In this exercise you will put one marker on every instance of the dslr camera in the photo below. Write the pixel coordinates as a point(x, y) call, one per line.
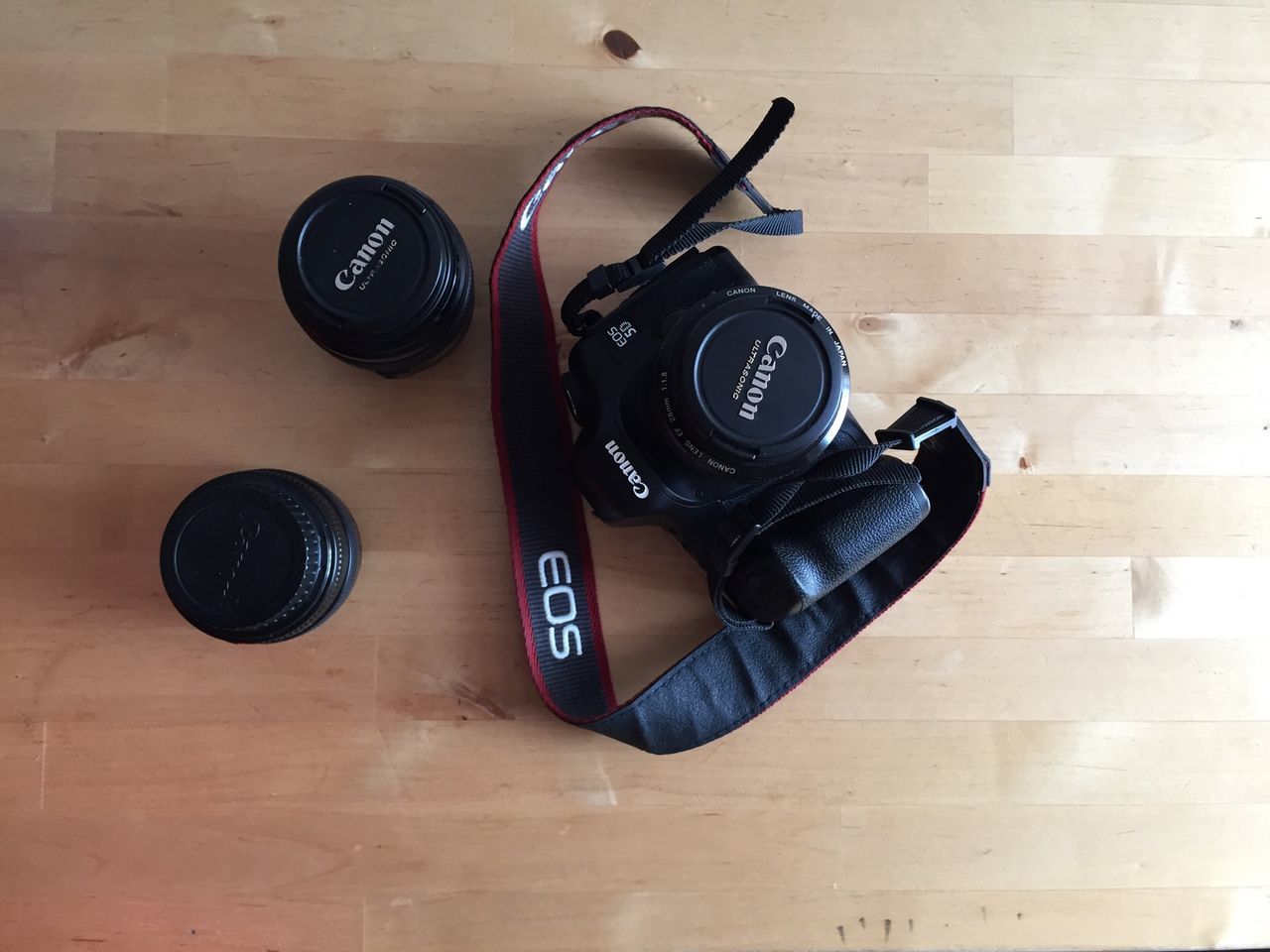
point(703, 389)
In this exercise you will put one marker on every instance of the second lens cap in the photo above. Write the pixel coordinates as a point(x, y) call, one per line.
point(259, 556)
point(377, 275)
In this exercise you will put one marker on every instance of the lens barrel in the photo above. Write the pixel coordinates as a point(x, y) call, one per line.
point(259, 556)
point(753, 382)
point(377, 275)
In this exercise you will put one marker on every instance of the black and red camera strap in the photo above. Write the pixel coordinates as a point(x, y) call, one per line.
point(739, 670)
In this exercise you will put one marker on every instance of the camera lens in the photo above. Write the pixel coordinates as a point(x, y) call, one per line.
point(259, 556)
point(754, 382)
point(377, 275)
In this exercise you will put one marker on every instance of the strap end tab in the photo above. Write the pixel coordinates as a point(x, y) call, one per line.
point(919, 422)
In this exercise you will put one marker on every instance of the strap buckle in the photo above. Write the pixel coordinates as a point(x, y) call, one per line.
point(917, 424)
point(734, 534)
point(622, 276)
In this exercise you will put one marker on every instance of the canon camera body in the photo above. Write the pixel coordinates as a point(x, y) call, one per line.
point(703, 389)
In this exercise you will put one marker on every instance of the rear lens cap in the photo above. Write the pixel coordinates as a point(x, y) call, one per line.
point(377, 275)
point(259, 556)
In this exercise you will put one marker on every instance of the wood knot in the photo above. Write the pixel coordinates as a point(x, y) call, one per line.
point(620, 44)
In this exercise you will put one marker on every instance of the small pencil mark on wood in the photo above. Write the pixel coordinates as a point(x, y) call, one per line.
point(621, 44)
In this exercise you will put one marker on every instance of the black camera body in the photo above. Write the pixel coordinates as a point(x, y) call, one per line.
point(698, 391)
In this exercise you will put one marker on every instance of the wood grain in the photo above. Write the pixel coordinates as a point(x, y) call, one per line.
point(499, 104)
point(829, 918)
point(975, 37)
point(1127, 118)
point(26, 167)
point(1051, 213)
point(1067, 195)
point(221, 923)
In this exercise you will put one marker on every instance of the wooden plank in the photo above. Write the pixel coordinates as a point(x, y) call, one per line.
point(385, 428)
point(1030, 598)
point(1123, 516)
point(974, 37)
point(1047, 275)
point(22, 765)
point(1038, 679)
point(778, 920)
point(112, 508)
point(1141, 118)
point(935, 848)
point(1069, 195)
point(221, 259)
point(498, 104)
point(218, 923)
point(421, 30)
point(87, 90)
point(58, 336)
point(1199, 598)
point(961, 353)
point(114, 651)
point(55, 592)
point(241, 177)
point(302, 855)
point(27, 171)
point(494, 767)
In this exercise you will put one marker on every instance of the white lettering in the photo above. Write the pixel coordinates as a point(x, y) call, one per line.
point(556, 574)
point(776, 348)
point(363, 255)
point(627, 468)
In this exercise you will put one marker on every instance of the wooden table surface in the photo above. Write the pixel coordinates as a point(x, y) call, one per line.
point(1053, 214)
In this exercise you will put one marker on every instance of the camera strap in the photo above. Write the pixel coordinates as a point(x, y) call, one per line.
point(739, 670)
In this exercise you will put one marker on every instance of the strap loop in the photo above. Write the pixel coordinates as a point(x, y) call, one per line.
point(686, 230)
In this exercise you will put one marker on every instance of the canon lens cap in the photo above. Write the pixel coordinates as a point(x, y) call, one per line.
point(757, 382)
point(377, 275)
point(259, 556)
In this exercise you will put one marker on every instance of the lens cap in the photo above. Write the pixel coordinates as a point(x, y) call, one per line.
point(756, 384)
point(259, 556)
point(377, 275)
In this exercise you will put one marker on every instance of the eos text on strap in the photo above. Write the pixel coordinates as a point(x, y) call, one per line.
point(717, 408)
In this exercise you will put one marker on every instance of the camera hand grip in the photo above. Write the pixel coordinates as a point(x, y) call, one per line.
point(806, 557)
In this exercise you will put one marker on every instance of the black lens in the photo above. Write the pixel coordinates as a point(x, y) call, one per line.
point(754, 382)
point(259, 556)
point(377, 275)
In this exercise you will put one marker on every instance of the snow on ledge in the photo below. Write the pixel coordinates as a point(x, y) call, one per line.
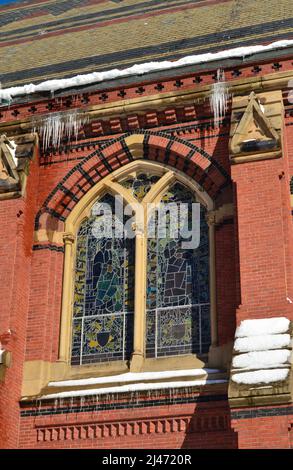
point(262, 343)
point(131, 388)
point(95, 77)
point(132, 377)
point(263, 326)
point(261, 376)
point(262, 359)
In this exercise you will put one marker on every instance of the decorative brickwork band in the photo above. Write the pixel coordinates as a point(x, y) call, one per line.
point(131, 428)
point(154, 146)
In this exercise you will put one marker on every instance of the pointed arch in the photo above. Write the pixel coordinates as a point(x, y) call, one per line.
point(145, 145)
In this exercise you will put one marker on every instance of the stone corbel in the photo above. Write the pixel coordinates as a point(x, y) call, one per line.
point(15, 156)
point(256, 127)
point(261, 369)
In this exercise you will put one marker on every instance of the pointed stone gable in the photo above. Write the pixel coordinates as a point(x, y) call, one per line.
point(256, 132)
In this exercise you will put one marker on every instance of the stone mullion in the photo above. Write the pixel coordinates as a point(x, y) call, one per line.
point(66, 313)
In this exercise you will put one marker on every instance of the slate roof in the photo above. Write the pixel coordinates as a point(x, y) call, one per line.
point(45, 39)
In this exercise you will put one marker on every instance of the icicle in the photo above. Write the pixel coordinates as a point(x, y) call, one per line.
point(219, 97)
point(58, 125)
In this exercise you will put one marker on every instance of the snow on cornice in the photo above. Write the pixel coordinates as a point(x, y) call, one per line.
point(139, 69)
point(134, 377)
point(137, 387)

_ _ _ _ _

◆ EXERCISE ◆
What's needed is a word-for-word retyping of the listing, minus its pictures.

◆ EXERCISE OUTPUT ◆
In this exercise you will put one marker on every instance of the dslr camera in the photo below. Write the pixel coordinates as a point(x, y) call, one per line.
point(703, 389)
In this exercise you will put one marker on every instance of the second lens cap in the photo above. Write the pixel coordinates as a point(x, y) call, one per line.
point(259, 556)
point(377, 275)
In this exercise you will put one marker on every instance of the lens barrel in the photo above. Write the pixel coordinates as a point(x, y) call, one per line.
point(259, 556)
point(753, 382)
point(377, 275)
In this exercise you will put one marker on every instance of the black and red camera strap in the photo above. Write the pixel coordinates as a point(x, y) call, one per line.
point(739, 670)
In this exercise you will put one marker on every instance of the camera lens in the photo above. Write the pixel coordinates as a point(x, y) call, one per line.
point(259, 556)
point(754, 382)
point(377, 275)
In this exercise you will put one marker on every instance of the strap end tab in the photo above. Write the pixel coordinates as a point(x, y) call, one per line.
point(919, 422)
In this exercise you will put one marker on every instance of the strap buckle in the photo above. Write the pixel coordinates as a point(x, y) call, one per line.
point(917, 424)
point(734, 534)
point(622, 276)
In this exercise you will put one marker on every instance of the canon camera body in the photo above. Write the pixel coordinates as a point(x, y) call, one per line.
point(703, 389)
In this exercise you will put one marker on every instance of the rear lens cap in the photo above. Write the pixel coordinates as a point(x, y) call, one per line.
point(377, 275)
point(259, 556)
In this exercise you will put one marker on every instance of the wood knot in the photo above. Write the pixel coordinates as a point(x, y) call, one per line.
point(620, 44)
In this exercise you will put one marker on every instance of the small pencil mark on wood in the photo above. Write the pixel coordinates as a point(x, y) call, one per line.
point(621, 44)
In this exercise you will put one marker on every instance of the black camera body in the photo above. Write the pixel coordinates as a point(x, y) call, one per line.
point(698, 391)
In this exercise you will put one marker on every instance of the wood grain in the photo above. Write the pixel coordinates as a point(x, y) call, one per line.
point(499, 104)
point(829, 918)
point(975, 37)
point(1127, 118)
point(26, 167)
point(1051, 213)
point(1067, 195)
point(221, 923)
In this exercise you will put one marker on every instance of the wooden plank in the photo above. Write the pixel coordinates as a point(x, y) call, one per line.
point(385, 428)
point(1030, 598)
point(1123, 516)
point(974, 37)
point(1047, 275)
point(22, 765)
point(1038, 679)
point(778, 920)
point(112, 508)
point(1141, 118)
point(935, 848)
point(1069, 195)
point(221, 259)
point(498, 104)
point(218, 923)
point(421, 30)
point(87, 90)
point(58, 336)
point(1199, 598)
point(961, 353)
point(114, 651)
point(55, 592)
point(241, 177)
point(302, 855)
point(27, 171)
point(494, 767)
In this exercise you will put one marker on every instance of the white lettering in the photo above. Write the pixel coordinates as a point(x, y) call, one per line.
point(556, 574)
point(776, 348)
point(363, 255)
point(627, 468)
In this exercise you will put one marker on every instance of the wooden table surface in the photo above. Write the pixel coordinates as a point(x, y) call, one per line.
point(1053, 214)
In this exercise you will put one marker on every instance of the camera strap in the photo above. Write the pixel coordinates as a point(x, y) call, one per line.
point(739, 670)
In this exercise you will put one marker on every instance of the strap loop in the photo above. Write the pixel coordinates as a point(x, y) call, one per line.
point(686, 230)
In this exercise you will put one marker on every instance of the canon lens cap in the photo above. Write the pixel coordinates as a point(x, y) call, one per line.
point(757, 382)
point(377, 275)
point(259, 556)
In this exercise you will put one marker on every instance of the lens cap in the photo above. Write the pixel coordinates as a point(x, y) call, one per line.
point(756, 384)
point(259, 556)
point(377, 275)
In this exercise you will put one marker on every instance of the eos text on strap in the photo above. Write the pixel coordinates as a point(x, y) call, one per line.
point(717, 408)
In this exercise you will put one marker on every instance of the camera hand grip in the photo above. Write the pixel coordinates as a point(x, y) call, one per line.
point(806, 557)
In this exercise you will put one marker on every instance of the black lens in the photo above. Write the pixel coordinates as a point(x, y) call, one per line.
point(754, 382)
point(259, 556)
point(377, 275)
In this exercise you will put one marker on every instance of the snow on ledge in the photo below. Write the pixel coordinates as a point(x, y) call, one per line.
point(262, 343)
point(131, 388)
point(95, 77)
point(132, 377)
point(263, 326)
point(261, 376)
point(262, 359)
In this exercise you will put one marker on every instance of the decorative brickwork band in the photo above. Write the pixel coordinates as a point(x, y) call, one per line.
point(131, 428)
point(154, 146)
In this exercise you will put one marker on every instance of the pointed arch in the photo above. Write the pixel coordinates as a point(x, y) call, one per line.
point(145, 145)
In this exercise you will put one marker on every instance of the stone corbel in the photo above. Write the pixel coordinates as a point(x, y) call, one per line.
point(15, 156)
point(256, 127)
point(261, 369)
In this exercise you will put one marker on every instance of the pointed stone gable in the photo above. Write the pixel coordinates as a point(x, y) call, one per line.
point(256, 132)
In this exercise you will put one marker on every instance of the stone mullion in the photo above. Write the pixel coordinates as a point(x, y) call, one per line.
point(66, 313)
In this exercise you will put one marker on every instance of the slate roof in the photo above. Write the pixel coordinates as a point(x, y) call, one per line.
point(45, 39)
In this exercise you will put one marker on every instance of the icicle in the photo above. Write the pixel coordinates as a point(x, y) call, one per line.
point(219, 97)
point(58, 125)
In this exercise you will put one marker on every instance of the snow on cornice in the photo above. Write the pixel coordinates as a point(x, y) call, one per line.
point(139, 69)
point(134, 377)
point(137, 387)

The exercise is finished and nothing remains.